- _THE RECORDS_
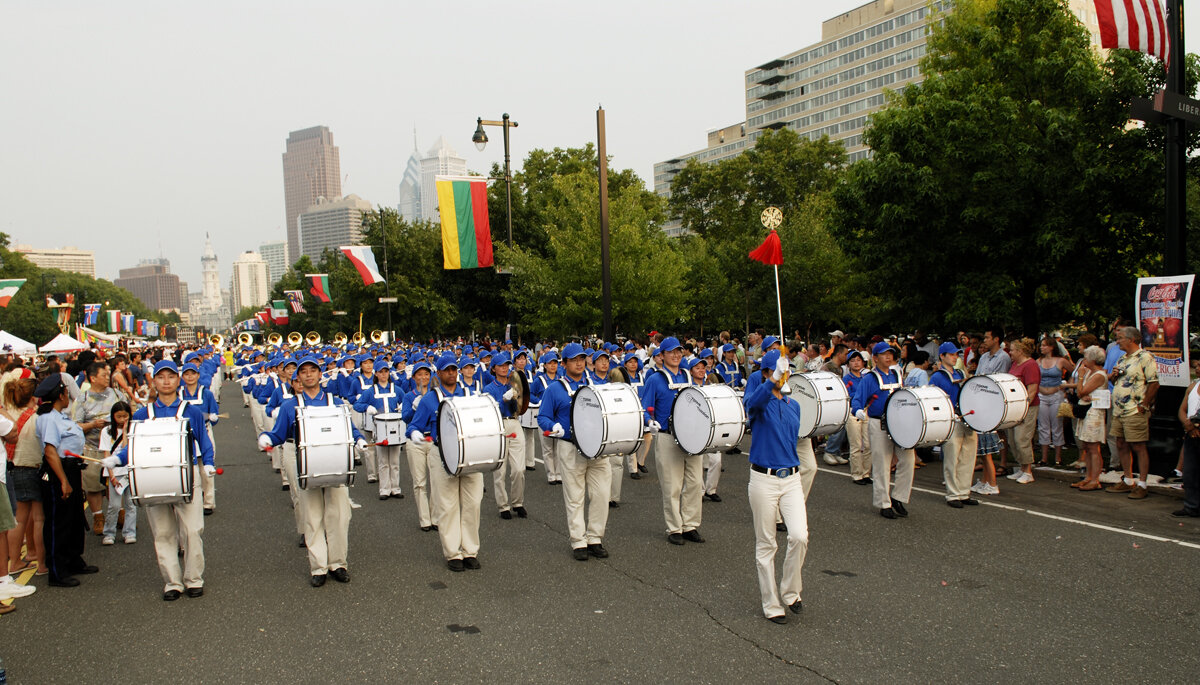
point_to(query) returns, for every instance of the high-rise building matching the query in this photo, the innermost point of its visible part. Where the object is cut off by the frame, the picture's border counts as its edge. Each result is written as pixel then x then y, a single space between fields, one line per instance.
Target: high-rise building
pixel 439 161
pixel 65 258
pixel 276 257
pixel 153 283
pixel 330 224
pixel 311 170
pixel 250 286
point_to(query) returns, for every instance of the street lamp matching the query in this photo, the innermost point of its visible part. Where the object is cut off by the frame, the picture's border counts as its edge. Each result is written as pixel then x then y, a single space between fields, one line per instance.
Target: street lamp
pixel 480 140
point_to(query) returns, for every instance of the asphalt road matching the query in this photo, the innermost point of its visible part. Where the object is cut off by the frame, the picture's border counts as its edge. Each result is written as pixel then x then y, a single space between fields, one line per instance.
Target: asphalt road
pixel 1017 590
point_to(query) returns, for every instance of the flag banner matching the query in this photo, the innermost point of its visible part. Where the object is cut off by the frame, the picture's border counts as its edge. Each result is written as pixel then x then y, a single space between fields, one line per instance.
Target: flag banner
pixel 9 288
pixel 318 284
pixel 90 314
pixel 466 234
pixel 295 299
pixel 364 260
pixel 1135 25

- _EXERCISE PROMPT_
Turn every line of the records above into a numbered list, skipping blank lines and leaving out the pictures.

- _EXERCISE OUTPUT_
1. point_to(query) returns, for every instance of the high-rise building matching the query in this photo, the innermost point of its visible part. Where the object is cut off by the frame, the picture's border counts as its edge. Each result is written as pixel then x then y, a single space between fields, one line per instance.
2. Target: high-rise building
3. pixel 439 161
4. pixel 65 258
5. pixel 276 257
6. pixel 153 283
7. pixel 330 224
8. pixel 311 170
9. pixel 250 286
10. point_to(query) returns, for every instance of the street lamp matching the query in this photo, the innermost point of its visible part. Where the object is cut off by the frame, the picture's border counts as its edge. Each result is written as pixel then x then y, a single space between fields, one line per instance.
11. Target: street lamp
12. pixel 480 140
13. point_to(query) returns, for every instance of the asphalt road matching the query in this photo, the innermost point of its visible part. Where the object is cut off by the frame, the picture's border counts as its edge. Each result is written as pixel then x then y, a single space between fields, one line per instance.
14. Target: asphalt road
15. pixel 1017 590
16. point_to(query) returns, for every instance of the flag banner matching the query in this photo, the innermost point of its visible part. Where the object is cut off by the frame, the picture's border counts as its edge. Each result is written as pixel then x then y, a single space between fields, one line per instance.
17. Target: flag banner
18. pixel 9 288
19. pixel 318 284
20. pixel 90 314
21. pixel 466 234
22. pixel 295 299
23. pixel 364 260
24. pixel 1135 25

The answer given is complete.